** START EXTRACTED MATERIAL **

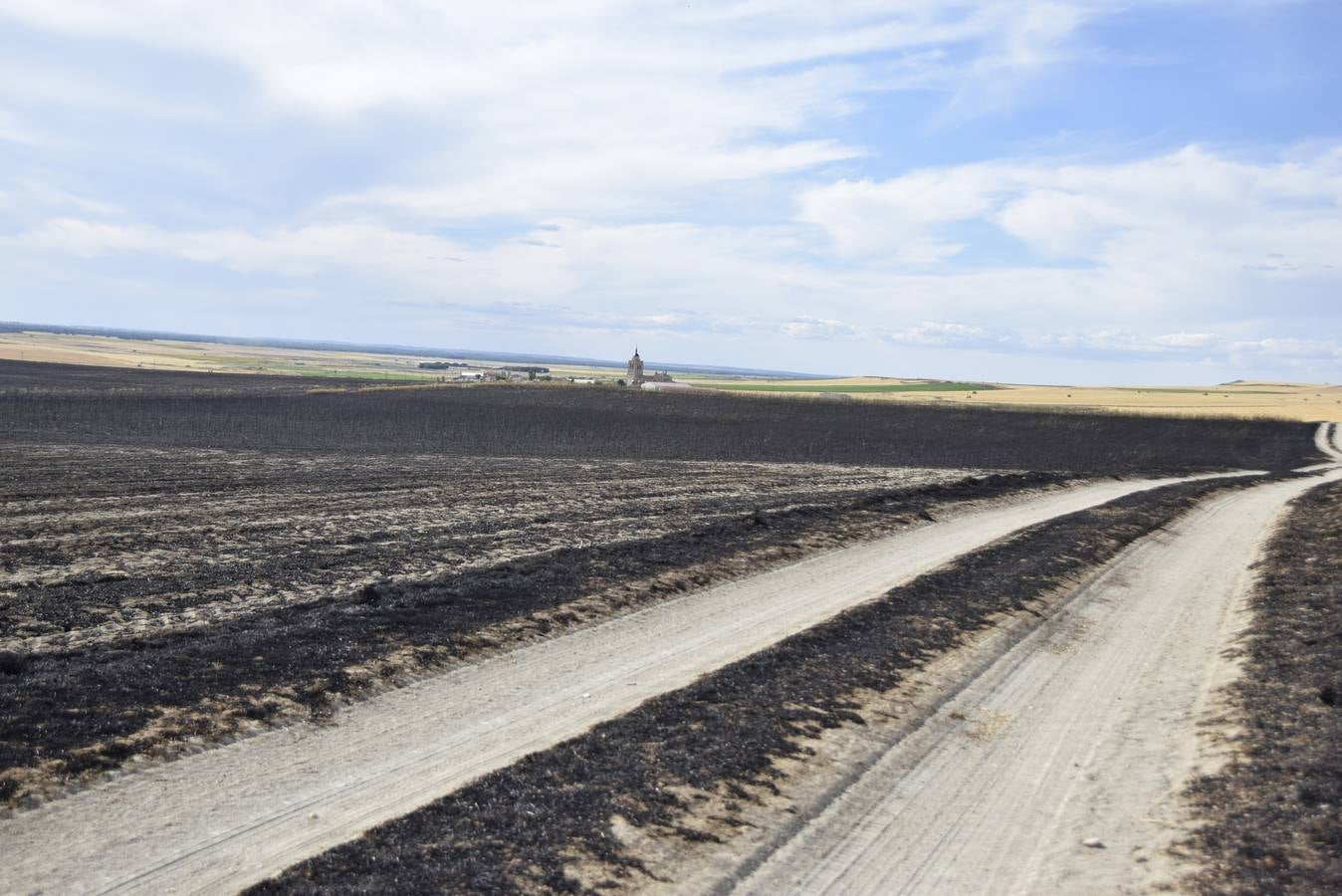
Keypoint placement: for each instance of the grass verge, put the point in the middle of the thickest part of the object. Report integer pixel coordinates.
(545, 822)
(1269, 818)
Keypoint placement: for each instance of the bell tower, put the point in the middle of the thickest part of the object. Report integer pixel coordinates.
(635, 373)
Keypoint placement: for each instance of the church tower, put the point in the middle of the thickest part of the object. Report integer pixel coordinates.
(635, 373)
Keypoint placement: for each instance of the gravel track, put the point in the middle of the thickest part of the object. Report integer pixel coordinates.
(288, 794)
(1083, 730)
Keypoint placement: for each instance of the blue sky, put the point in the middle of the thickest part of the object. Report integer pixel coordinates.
(1061, 190)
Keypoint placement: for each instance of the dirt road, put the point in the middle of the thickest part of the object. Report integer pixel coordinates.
(1327, 439)
(231, 815)
(1083, 730)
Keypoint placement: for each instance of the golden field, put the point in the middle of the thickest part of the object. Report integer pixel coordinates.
(1277, 400)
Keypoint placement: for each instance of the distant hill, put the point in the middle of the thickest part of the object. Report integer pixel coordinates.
(321, 344)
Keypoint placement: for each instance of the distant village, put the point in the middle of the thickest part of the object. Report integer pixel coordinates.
(635, 375)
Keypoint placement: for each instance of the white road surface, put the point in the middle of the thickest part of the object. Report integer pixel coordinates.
(1084, 730)
(232, 815)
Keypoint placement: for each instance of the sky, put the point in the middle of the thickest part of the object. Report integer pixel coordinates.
(1036, 190)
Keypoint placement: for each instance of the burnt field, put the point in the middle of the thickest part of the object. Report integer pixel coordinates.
(54, 402)
(1272, 815)
(151, 598)
(686, 768)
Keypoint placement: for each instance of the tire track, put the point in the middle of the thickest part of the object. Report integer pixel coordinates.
(286, 794)
(1084, 729)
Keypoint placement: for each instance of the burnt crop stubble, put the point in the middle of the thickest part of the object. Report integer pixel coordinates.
(191, 640)
(1269, 821)
(129, 406)
(545, 822)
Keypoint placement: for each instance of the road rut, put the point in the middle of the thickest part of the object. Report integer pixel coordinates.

** END EXTRACTED MATERIAL **

### WHAT IS EXPECTED
Copy word for word everything from the start of the material down to the line containing "(1036, 190)", both ends included. Leave the pictures out of your copy.

### OUTPUT BELOW
Keypoint placement: for each instance of the grass verge, put the point in the middle of the thickest part of the object. Report integer pixel coordinates.
(545, 822)
(1269, 818)
Keypoint placement: for each instance of the bell tower, put the point in the middle of the thickest part of the object. Report integer pixel coordinates.
(635, 373)
Keypoint placement: for each instance of the church tower, put the point in the middle of the thickest part of the object. Report integer pixel coordinates.
(635, 373)
Keypoint placement: for each instance of the gravel track, put the point in the middle of the thickest part of the object. Report integer pixel coordinates.
(288, 794)
(1083, 730)
Keypoint placement: for each instance of the blue sky, put the point in the middle of the thickest part of the object. Report integer pixel coordinates.
(1061, 190)
Keypoint placement: for each instance of the dirt road, put the point in the middle of the thickest part of the object. Report integer pixel coordinates.
(1327, 439)
(231, 815)
(1083, 730)
Keypoint placement: for each instance of the golden field, put the point in the middle of the thickest part of the object. Report integer pixel coordinates.
(1277, 400)
Keypoint placement: for each instance of the distant hill, put the point in the middle of the thickest part of the object. Report integer pixel coordinates.
(321, 344)
Keypoint placement: for each instance of the distant village, put the point in the middle of the thickest part of the object. Report integer pixel coordinates.
(635, 375)
Keypoint placement: for each instance of the white road surface, put the point in the middle of the thickest part of the object. Report integer pixel coordinates.
(1084, 730)
(232, 815)
Keypoint placement: for each instance of the sky, put the point in the middle of the thickest part of the object. Report integer pixel coordinates.
(1036, 190)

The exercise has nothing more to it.